* **TASK REQUIREMENTS**:
Print each record below precisely, with every picture left out of the copy.

Referring expression grounding data
Segment Open
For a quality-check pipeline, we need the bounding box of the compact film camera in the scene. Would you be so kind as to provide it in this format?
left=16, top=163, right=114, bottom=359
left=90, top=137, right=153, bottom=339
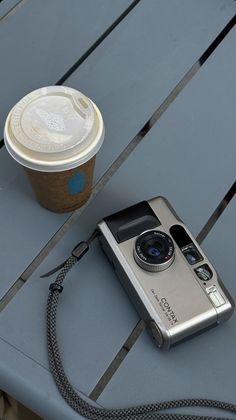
left=98, top=197, right=234, bottom=349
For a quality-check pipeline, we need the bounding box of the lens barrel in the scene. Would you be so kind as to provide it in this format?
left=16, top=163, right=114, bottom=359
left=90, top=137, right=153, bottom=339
left=134, top=230, right=174, bottom=272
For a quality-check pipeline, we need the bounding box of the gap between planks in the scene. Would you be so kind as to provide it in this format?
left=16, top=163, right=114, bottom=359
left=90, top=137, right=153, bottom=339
left=0, top=0, right=29, bottom=24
Segment Closed
* **SOLUTION BELOW**:
For a quality-check pipeline, we need the bounding box of the compact film camera in the scene. Would you be so kind as to provide it in this format?
left=16, top=163, right=114, bottom=359
left=90, top=137, right=153, bottom=339
left=98, top=197, right=234, bottom=349
For a quality-check pipeline, we need the bounding box of the lens barrel in the scene. Would you be so kind as to provide it in this format?
left=16, top=163, right=114, bottom=359
left=90, top=137, right=153, bottom=339
left=134, top=230, right=174, bottom=272
For a quality-check pipeline, we need the bounding box of the gap between planks in the scene. Would you be so kind as to provide it in this format?
left=16, top=163, right=114, bottom=359
left=90, top=137, right=153, bottom=339
left=0, top=0, right=29, bottom=24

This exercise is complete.